* start DATA SHOWN *

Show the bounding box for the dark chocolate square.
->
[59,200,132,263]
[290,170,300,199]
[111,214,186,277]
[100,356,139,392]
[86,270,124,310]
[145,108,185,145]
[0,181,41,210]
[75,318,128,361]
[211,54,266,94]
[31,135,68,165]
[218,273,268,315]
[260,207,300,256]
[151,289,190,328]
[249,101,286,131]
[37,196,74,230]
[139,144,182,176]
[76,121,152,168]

* end DATA SHOWN *

▶ **WHAT THE EXERCISE ASKS**
Copy every one of the lines above, character for character.

▶ **RESULT FOR THIS EXERCISE**
Show the bounding box for the dark chocolate square.
->
[59,200,132,263]
[290,170,300,199]
[111,214,186,277]
[100,356,139,392]
[86,270,124,310]
[145,108,185,145]
[0,181,41,210]
[75,318,128,361]
[211,54,266,94]
[31,135,68,165]
[218,273,268,315]
[260,207,300,256]
[151,289,190,328]
[249,101,286,131]
[37,196,74,230]
[139,144,182,176]
[76,121,152,168]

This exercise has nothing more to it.